**GOAL OF THE EXERCISE:**
Show all lines from the data that include the word "gear".

(Stored items from a collection)
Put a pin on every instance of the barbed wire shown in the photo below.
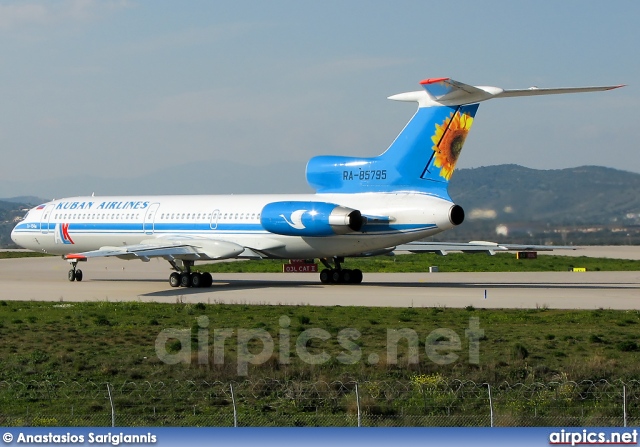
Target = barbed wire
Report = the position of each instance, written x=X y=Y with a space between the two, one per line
x=423 y=400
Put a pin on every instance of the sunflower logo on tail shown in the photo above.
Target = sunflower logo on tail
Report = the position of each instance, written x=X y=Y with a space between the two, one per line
x=448 y=141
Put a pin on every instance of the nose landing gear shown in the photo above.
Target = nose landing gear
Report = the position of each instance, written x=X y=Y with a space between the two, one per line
x=75 y=274
x=337 y=275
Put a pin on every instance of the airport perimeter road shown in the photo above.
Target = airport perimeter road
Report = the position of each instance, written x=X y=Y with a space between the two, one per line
x=41 y=279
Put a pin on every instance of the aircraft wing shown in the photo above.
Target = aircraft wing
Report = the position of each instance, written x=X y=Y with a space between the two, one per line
x=185 y=249
x=442 y=248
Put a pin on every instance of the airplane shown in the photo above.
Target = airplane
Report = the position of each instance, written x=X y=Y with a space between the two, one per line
x=363 y=206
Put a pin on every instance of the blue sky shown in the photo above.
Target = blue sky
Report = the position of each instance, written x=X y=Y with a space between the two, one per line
x=132 y=89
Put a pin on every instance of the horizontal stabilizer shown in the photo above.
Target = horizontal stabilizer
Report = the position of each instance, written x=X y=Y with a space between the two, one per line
x=447 y=92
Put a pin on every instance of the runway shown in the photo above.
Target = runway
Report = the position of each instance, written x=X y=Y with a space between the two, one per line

**ANSWER BELOW:**
Put a pin on every instance of the nose landing gear shown in the photo above.
Target = nose landing gear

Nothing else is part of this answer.